## About this task
Having located "Category: white soccer cleat" in the records below, repeat exactly the line it is on and all subsequent lines, ending with the last.

## Information given
▼▼▼
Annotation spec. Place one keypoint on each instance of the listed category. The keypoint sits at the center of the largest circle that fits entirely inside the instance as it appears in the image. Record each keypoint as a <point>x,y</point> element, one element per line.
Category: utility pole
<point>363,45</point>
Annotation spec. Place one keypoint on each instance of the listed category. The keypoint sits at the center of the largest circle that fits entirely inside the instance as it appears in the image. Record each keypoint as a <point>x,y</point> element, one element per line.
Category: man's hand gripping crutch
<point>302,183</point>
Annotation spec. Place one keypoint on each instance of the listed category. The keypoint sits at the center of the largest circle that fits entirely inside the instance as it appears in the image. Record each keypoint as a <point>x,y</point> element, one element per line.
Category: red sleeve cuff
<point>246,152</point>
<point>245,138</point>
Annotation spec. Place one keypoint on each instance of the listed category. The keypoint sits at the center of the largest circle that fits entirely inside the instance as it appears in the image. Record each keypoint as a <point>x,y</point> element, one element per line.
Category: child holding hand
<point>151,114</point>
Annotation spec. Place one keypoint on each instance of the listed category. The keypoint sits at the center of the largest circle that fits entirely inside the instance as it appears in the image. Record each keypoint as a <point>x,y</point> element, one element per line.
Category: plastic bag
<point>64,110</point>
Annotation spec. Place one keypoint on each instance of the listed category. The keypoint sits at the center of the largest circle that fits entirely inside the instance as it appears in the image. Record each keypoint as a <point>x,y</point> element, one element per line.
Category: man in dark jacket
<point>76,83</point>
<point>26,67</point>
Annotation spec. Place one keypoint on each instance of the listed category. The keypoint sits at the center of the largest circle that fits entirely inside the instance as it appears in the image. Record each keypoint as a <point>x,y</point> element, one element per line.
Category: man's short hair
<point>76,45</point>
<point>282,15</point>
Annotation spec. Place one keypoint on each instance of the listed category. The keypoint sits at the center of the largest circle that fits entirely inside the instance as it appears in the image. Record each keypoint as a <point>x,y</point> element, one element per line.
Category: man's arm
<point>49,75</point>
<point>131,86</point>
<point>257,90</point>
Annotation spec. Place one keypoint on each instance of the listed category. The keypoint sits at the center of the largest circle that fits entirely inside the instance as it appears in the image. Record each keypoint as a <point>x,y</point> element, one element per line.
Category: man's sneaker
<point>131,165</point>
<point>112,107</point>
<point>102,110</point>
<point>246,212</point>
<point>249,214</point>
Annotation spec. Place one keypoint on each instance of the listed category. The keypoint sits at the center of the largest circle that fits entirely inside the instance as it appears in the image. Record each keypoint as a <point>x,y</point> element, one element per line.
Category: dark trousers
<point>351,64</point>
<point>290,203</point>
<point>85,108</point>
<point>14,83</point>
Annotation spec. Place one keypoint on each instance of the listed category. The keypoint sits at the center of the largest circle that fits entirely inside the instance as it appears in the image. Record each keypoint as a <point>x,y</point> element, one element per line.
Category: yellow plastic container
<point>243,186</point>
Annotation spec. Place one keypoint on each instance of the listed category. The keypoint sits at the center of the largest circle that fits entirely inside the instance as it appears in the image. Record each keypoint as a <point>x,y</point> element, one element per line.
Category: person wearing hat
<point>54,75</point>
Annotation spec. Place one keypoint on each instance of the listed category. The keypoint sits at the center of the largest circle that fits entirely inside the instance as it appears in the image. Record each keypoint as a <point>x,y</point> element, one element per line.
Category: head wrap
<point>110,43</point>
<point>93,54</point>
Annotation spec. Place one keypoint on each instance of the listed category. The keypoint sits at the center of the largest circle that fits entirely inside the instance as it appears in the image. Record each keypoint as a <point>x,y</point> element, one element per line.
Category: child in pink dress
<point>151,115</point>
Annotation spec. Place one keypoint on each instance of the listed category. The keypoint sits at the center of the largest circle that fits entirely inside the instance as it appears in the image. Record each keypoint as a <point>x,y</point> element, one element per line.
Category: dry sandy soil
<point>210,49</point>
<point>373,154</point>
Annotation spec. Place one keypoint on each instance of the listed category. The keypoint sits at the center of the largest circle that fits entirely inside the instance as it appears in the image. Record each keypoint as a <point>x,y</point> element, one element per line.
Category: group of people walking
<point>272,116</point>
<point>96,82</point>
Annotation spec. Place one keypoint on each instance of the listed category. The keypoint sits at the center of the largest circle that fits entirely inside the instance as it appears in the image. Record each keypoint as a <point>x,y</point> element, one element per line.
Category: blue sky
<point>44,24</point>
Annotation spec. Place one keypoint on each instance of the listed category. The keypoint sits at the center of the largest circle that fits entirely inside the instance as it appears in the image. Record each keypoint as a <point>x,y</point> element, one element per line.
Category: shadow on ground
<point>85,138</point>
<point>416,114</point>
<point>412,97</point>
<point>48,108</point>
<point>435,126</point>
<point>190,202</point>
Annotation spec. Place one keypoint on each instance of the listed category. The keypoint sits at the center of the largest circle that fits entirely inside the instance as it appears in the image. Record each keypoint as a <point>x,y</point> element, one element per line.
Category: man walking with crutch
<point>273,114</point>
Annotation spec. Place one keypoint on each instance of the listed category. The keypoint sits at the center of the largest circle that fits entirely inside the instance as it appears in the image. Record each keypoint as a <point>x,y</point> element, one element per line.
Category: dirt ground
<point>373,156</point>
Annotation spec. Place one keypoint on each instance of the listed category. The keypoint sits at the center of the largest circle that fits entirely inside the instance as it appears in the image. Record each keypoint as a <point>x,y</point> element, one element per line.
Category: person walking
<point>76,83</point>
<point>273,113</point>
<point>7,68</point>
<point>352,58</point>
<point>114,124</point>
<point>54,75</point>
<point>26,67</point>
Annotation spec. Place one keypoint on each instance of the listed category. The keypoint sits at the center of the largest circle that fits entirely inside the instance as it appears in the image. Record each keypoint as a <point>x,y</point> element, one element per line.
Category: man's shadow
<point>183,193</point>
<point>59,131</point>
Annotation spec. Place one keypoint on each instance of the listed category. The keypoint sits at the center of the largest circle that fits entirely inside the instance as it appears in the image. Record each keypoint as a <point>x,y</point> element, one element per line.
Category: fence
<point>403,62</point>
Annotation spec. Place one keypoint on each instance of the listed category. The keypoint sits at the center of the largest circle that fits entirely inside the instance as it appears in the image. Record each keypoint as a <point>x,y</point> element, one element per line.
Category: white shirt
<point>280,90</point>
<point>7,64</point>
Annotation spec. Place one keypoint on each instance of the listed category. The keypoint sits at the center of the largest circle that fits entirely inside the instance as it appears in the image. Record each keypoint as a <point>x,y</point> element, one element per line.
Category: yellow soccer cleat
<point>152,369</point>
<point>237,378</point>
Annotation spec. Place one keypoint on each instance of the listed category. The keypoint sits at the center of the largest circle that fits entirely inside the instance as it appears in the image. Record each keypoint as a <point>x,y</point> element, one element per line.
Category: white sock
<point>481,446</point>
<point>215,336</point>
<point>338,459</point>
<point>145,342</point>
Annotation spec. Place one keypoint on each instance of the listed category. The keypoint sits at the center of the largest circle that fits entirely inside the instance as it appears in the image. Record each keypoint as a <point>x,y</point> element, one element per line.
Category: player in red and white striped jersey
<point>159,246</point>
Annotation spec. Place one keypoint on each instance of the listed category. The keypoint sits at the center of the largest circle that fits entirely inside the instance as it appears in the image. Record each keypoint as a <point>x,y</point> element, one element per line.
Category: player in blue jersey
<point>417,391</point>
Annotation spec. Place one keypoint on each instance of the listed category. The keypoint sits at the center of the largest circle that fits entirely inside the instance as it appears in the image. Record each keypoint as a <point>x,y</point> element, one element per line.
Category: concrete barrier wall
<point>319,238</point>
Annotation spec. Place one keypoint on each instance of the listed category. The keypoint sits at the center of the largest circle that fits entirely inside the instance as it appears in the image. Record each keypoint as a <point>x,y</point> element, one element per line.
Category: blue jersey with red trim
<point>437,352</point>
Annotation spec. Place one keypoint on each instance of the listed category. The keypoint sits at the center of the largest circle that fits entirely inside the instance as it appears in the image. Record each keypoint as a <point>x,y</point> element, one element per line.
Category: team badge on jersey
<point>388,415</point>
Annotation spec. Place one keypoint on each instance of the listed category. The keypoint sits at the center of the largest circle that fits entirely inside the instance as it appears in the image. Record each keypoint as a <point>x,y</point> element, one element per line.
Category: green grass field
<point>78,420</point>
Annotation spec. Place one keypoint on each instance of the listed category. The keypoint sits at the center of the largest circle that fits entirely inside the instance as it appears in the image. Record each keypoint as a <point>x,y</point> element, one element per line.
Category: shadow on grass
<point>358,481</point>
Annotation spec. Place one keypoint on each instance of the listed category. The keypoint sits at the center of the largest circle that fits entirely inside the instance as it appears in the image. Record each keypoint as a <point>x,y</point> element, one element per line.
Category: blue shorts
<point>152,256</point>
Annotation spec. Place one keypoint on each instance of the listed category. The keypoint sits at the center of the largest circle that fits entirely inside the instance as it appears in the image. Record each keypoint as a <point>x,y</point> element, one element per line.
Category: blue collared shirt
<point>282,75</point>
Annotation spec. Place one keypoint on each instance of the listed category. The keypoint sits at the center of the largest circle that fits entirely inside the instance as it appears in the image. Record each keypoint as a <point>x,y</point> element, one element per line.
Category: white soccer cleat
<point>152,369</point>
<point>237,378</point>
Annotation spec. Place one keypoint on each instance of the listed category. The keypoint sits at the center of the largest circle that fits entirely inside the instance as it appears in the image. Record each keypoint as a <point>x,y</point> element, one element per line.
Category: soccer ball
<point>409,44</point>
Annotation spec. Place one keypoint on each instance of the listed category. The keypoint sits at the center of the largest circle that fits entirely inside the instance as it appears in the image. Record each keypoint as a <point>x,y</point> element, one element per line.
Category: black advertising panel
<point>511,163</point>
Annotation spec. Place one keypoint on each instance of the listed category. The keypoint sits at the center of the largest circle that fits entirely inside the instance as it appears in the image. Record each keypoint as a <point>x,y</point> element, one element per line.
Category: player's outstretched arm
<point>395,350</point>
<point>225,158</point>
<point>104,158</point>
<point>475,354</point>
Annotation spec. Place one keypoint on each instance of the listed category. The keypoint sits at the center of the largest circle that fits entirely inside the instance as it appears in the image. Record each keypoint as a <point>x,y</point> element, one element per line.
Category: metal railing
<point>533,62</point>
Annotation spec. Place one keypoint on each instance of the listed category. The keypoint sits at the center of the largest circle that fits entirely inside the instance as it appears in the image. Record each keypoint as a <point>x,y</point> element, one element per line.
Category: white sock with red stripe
▲▲▲
## Problem solution
Category: white soccer cleat
<point>152,369</point>
<point>237,378</point>
Annotation spec. Place one keypoint on each instance of the listed category. The keypoint sits at the center of the largest circle that fits entirely inside the instance as it appears in the image. Record each keypoint as a <point>x,y</point> element, one element per line.
Category: soccer ball
<point>409,44</point>
Annotation spec. Place one keypoint on each instance of the listed category. The keypoint sits at the center of the largest circle that fits entirely inside the instance as it appears in the image. Record each keypoint as a <point>x,y</point> element, one element per line.
Category: black advertising panel
<point>511,163</point>
Annotation spec. Place one keypoint on each instance of the listed category. The keypoint sits at the center of the largest circle that fits entirely inside the instance as it appears in the image. Record each keypoint as a <point>x,y</point> element, one element per line.
Category: player's outstretched arm
<point>395,350</point>
<point>225,158</point>
<point>104,158</point>
<point>475,354</point>
Annotation spec. Place one keypoint on each instance of the listed category. The keypoint sits at the center of the largest circle that fits entirely inside the instance as it appears in the image. Record each keypoint as a <point>x,y</point> element, one element per line.
Category: metal railing
<point>533,62</point>
Annotation spec. Place one keypoint on each instance of the listed category. The keypoint sits at the center of the largest circle that fits entirely inside the instance as it appears in the image. Record each keypoint as a <point>x,y</point> element, one element per line.
Category: white sock with red stripe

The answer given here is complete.